▶ Exercises
[1] In the sermon about Peggy, what was Peggy's only wish for after her death?
[2] Write the next part of the sermon about Peggy, picking up after its last sentence.
(Passage for review Opens)
So, Peggy’s on my mind this All Saints Sunday because she died this summer, July 8th to be exact, but we didn’t find out about it until a couple of weeks ago, when some of our mail started to get unceremoniously “returned to sender” by the United States Postal Service. (She wasn’t online, never had an e-mail address, and talking on the phone was hard after a stroke and hip replacement surgery in the last few years, but I’d send her my sermons each week in the mail and newsletters, too.)
And she prayed often, if not daily, for this congregation, because of it. She was even here once, when we dedicated the building and I’m 99% sure she smoked a cigarette in the women’s restroom.
Anyway, Peggy didn’t want a funeral – there wasn’t any money for that and there weren’t many people who’d care to come, or be able to make it, she thought. Her mother was long gone and her sister died about ten years ago, so her only wish was that her ashes be scattered, dumped, buried – whatever – on her mother’s marked grave. Whether that’s legal or kosher or normal or expected, Peggy really didn’t give a … “you know what.”
My point – and goal, in this funeral sermon that wasn’t – is to pay some measure of tribute to my friend and spiritual mentor. My prayer is – as with any funeral sermon – that we realize the truths we speak and the promises we remember are as much for us as we believe them to be for the saints who have died. And my hope, too, is that we all might learn some of the things a life and a faith like Peggy’s has taught me:
…I learned that the Scriptural command to show hospitality to strangers is no joke. (You know the one about how you might just entertain an angel without knowing it?) Only God knows what might have become of Peggy – the fun, faithful, foul-mouthed angel so many may never have known – if my dad hadn’t chased her out the church doors that first Sunday morning, invited her back, and remembered her name when she had the nerve to show up again.
(Passage for review Closes)
(Provided information Opens)
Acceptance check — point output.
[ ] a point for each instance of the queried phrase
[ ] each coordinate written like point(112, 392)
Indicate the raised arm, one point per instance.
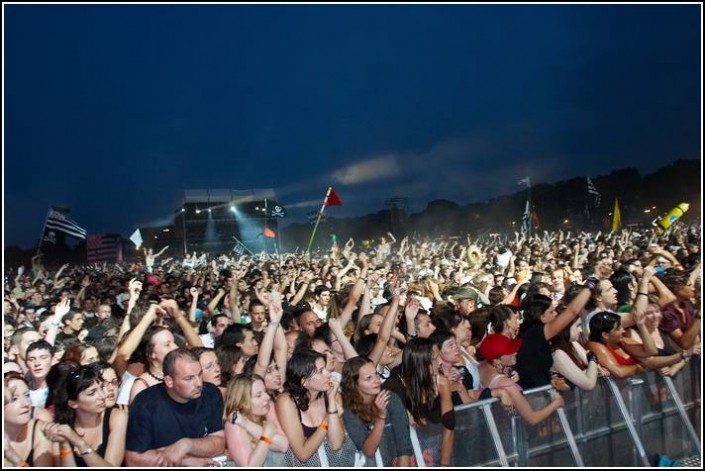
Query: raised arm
point(568, 316)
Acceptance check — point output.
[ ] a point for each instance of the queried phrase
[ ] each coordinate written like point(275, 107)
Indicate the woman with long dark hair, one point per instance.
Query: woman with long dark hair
point(368, 409)
point(157, 342)
point(541, 323)
point(24, 444)
point(425, 392)
point(89, 434)
point(309, 409)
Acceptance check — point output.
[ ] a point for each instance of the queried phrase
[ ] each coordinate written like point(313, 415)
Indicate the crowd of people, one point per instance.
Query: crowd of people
point(296, 359)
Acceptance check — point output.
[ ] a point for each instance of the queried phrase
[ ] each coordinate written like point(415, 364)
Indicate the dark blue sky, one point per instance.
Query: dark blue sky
(Provided information Closes)
▶ Task answers
[1] That her ashes be scattered, dumped, or buried on her mother's marked grave.

[2]
…I learned that SAINTS come in unexpected ways and shapes and forms a lot of the time – and that they’re staring back at each of us when we look in the mirror, even on our worst days.
…I learned that we are not the sum of our sins. Nor are we to let any one of our sins get the best of us. Our sins – individually or collectively – are never enough to keep God from finding and transforming what we, the world, and even the church and its people, suggest is too far gone to find and redeem.
…I learned that it is God’s grace that makes a SINNER a SAINT, and that it’s our job to recognize that and to treat people with love, respect and hope because of it.
…I learned that it is God’s grace that makes a SINNER a SAINT and that it’s our job to recognize that and to be grateful for our own saintly status and calling because of that truth.
…I learned that sometimes our saintly calling means asking hard questions and speaking even harder truths – sometimes with a purple word or two, if necessary – for the sake of grace, justice, fairness and love.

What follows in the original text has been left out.